:: DIRECTIONS ::
Search the entries below for the string "leaf" and copy the lines that hold it.

:: DATA EXTRACT ::
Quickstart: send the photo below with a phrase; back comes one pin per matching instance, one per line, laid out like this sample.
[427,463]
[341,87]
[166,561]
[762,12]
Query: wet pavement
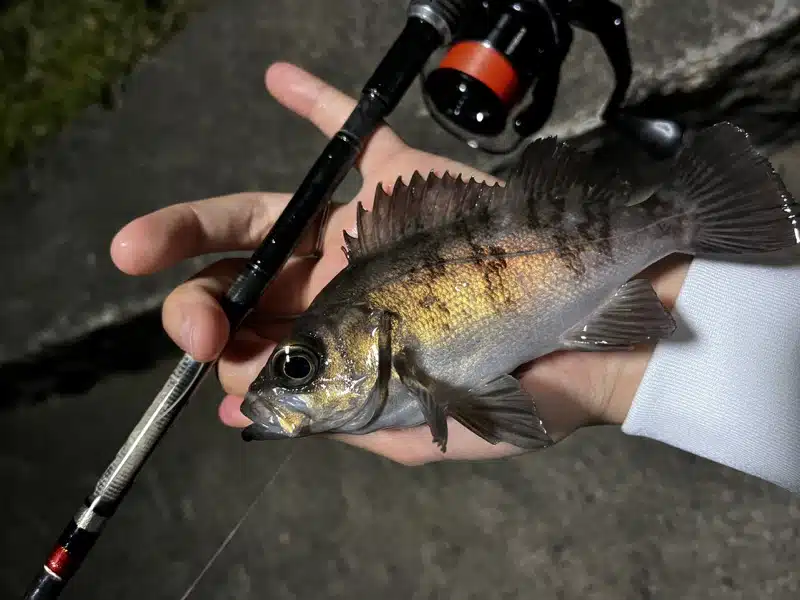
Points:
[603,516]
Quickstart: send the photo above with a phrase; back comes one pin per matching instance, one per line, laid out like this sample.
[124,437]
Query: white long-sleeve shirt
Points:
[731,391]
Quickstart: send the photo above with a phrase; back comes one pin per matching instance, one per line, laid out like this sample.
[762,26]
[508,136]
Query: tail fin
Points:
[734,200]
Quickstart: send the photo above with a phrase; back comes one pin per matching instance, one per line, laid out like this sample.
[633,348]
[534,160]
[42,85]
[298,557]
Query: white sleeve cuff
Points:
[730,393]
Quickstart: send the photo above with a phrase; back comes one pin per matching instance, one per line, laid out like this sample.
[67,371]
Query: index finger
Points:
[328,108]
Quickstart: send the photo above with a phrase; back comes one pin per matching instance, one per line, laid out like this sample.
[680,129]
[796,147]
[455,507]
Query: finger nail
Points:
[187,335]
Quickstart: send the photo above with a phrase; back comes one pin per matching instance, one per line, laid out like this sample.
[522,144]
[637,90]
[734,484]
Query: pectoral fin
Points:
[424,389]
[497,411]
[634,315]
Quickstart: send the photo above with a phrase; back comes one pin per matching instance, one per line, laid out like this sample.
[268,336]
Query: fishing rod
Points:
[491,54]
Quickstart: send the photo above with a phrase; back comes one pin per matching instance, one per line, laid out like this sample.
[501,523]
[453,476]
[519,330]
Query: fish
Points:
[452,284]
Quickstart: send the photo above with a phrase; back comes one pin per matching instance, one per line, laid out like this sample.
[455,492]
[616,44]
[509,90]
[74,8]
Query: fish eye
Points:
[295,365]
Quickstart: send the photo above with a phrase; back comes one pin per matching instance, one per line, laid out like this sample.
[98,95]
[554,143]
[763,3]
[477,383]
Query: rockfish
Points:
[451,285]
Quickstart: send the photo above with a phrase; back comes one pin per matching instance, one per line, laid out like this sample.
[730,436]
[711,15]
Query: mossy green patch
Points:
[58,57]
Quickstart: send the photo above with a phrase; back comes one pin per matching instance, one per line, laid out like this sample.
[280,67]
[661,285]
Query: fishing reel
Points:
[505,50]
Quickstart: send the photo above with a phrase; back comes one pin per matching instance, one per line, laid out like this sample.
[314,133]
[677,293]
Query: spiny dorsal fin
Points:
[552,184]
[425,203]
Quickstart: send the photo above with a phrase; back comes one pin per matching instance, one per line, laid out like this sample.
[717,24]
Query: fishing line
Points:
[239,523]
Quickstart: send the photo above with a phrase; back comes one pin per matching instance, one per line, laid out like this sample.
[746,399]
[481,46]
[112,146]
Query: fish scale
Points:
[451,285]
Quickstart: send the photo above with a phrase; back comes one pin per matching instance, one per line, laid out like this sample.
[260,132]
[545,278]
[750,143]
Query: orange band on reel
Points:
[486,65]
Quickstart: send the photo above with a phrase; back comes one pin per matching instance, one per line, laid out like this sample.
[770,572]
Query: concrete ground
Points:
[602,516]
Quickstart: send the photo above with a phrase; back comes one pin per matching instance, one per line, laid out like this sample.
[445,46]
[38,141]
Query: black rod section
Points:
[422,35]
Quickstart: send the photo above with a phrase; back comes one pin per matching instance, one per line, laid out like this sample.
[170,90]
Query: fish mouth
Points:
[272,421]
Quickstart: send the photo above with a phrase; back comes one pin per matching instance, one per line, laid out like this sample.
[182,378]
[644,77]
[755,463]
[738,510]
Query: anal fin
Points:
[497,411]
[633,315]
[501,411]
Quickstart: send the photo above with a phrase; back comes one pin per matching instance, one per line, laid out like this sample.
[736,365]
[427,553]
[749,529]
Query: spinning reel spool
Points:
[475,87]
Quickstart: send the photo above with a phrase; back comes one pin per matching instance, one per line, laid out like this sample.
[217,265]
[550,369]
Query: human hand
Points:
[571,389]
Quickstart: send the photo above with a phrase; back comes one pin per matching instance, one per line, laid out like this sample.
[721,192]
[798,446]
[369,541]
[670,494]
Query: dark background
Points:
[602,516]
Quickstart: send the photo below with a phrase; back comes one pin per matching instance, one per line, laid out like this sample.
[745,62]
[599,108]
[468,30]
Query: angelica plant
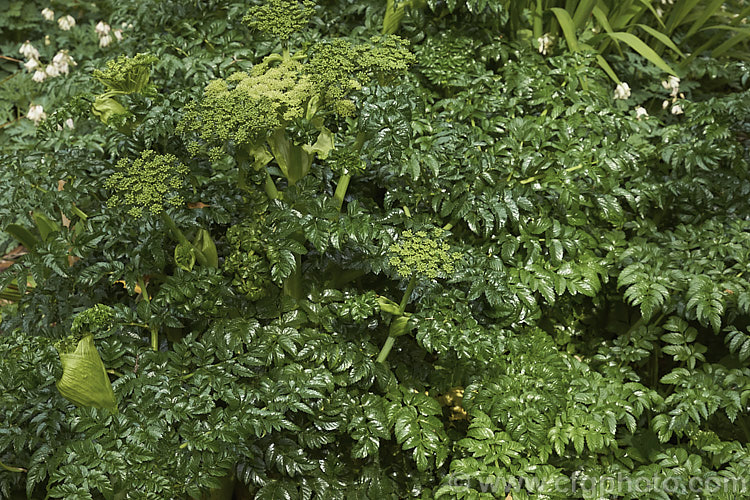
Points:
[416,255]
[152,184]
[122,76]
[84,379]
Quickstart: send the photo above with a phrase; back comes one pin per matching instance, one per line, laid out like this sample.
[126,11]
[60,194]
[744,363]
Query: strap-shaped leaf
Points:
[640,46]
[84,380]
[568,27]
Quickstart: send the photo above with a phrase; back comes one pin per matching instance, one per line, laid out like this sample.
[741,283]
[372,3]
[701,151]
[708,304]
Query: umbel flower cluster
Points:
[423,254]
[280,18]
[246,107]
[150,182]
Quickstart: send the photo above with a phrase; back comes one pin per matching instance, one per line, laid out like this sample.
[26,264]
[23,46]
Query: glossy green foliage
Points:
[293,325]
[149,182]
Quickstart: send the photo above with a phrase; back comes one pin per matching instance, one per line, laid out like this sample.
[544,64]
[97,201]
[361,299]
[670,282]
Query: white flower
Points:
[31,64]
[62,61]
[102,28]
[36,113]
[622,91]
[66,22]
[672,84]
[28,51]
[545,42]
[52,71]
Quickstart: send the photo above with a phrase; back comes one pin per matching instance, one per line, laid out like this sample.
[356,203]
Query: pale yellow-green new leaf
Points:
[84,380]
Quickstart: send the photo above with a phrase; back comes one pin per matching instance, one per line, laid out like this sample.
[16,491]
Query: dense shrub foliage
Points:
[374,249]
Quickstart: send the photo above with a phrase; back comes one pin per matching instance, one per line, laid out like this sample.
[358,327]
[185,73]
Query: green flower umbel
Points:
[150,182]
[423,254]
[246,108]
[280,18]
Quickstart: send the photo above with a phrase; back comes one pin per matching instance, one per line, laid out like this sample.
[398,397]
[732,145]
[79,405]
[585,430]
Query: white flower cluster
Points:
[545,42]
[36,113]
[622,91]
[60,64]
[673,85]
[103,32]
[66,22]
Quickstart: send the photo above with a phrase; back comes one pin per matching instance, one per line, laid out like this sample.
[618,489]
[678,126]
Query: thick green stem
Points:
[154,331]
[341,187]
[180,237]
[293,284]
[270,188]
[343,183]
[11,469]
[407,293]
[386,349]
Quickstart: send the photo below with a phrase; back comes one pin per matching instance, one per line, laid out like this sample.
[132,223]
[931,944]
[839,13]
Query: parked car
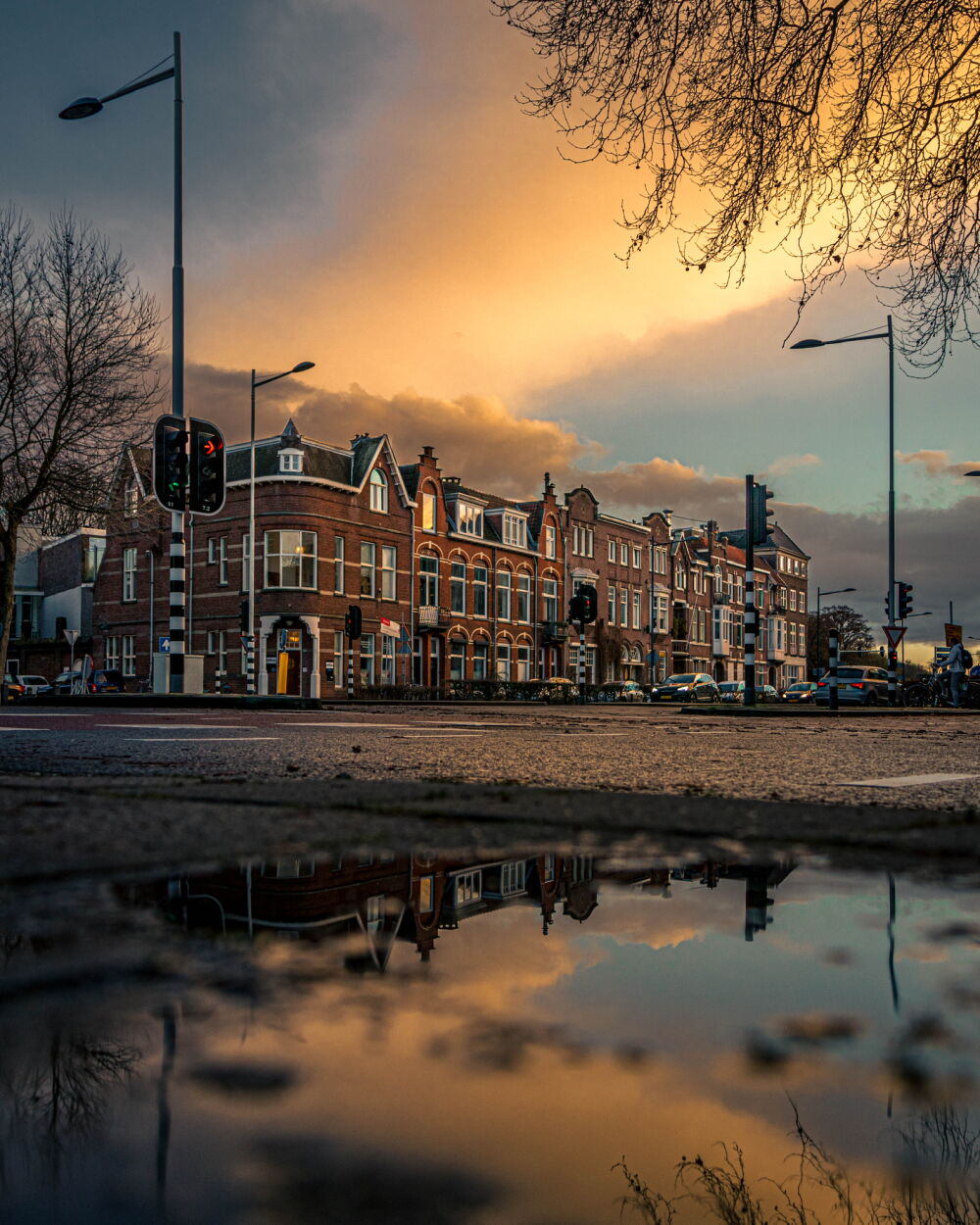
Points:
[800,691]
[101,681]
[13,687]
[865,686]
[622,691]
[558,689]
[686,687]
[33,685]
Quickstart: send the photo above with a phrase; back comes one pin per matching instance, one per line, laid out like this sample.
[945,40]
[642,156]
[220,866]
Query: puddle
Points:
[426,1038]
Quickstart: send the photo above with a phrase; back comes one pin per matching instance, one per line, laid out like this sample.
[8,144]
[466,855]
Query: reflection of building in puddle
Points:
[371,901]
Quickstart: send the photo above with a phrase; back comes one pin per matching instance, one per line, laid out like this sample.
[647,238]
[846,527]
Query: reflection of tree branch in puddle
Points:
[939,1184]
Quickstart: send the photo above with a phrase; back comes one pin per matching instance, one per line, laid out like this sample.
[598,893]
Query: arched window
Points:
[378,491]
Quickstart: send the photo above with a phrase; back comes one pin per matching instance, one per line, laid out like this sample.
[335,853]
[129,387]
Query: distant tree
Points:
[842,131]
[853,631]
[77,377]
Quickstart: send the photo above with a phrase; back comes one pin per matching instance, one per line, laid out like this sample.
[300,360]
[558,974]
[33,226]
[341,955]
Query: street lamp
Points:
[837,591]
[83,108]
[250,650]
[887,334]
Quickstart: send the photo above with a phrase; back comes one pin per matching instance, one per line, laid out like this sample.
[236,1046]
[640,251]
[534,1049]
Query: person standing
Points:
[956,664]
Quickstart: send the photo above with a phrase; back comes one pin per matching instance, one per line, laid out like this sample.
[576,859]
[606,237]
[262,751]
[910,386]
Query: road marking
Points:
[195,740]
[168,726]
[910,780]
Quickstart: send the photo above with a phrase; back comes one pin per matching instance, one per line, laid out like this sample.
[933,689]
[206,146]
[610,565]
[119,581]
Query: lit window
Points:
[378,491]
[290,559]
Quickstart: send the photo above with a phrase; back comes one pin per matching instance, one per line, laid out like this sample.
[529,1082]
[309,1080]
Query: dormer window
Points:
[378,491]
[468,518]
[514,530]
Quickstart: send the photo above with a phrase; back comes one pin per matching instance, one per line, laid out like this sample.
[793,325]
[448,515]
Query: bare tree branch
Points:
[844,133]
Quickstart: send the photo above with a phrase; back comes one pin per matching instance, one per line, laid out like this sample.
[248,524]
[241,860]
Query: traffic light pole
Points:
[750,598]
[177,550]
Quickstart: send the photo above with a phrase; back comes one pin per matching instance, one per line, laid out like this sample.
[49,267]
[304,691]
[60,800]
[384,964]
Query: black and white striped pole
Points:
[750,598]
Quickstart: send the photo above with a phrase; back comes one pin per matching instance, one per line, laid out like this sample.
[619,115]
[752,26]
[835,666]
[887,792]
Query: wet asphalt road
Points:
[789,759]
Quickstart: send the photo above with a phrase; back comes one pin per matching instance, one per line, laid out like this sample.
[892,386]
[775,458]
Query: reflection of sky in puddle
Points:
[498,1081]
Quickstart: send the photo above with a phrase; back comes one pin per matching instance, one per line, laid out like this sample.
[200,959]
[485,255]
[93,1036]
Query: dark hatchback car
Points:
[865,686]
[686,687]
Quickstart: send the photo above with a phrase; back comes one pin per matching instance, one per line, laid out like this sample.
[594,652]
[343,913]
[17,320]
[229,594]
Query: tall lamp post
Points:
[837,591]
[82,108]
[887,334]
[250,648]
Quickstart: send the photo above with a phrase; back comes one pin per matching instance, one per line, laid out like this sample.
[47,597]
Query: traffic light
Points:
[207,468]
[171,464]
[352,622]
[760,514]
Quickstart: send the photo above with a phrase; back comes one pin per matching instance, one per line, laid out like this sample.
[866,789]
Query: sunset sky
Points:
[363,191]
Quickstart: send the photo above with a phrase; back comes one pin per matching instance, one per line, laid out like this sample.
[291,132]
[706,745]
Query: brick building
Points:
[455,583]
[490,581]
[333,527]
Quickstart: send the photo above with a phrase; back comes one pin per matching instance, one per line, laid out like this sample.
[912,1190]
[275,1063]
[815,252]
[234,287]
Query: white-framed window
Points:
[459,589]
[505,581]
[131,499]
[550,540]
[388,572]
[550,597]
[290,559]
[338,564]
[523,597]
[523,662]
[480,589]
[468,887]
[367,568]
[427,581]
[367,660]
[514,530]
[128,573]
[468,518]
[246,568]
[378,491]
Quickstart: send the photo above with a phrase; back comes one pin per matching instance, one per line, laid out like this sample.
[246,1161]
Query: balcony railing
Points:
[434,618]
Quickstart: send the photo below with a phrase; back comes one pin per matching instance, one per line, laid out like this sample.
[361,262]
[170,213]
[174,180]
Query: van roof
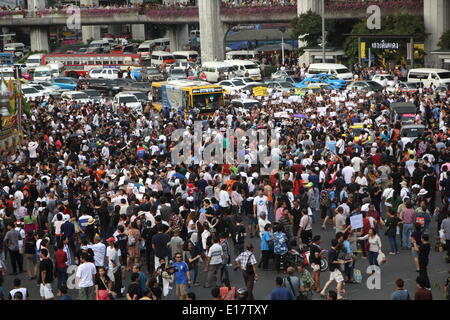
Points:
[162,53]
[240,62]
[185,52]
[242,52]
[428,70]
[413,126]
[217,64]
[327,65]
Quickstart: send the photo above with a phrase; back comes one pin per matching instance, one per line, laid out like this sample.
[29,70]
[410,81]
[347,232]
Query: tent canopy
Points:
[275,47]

:: SOLUTION TO THE PROBLEM ::
Query: strap-shaped leaf
Query: pale yellow-green new leaf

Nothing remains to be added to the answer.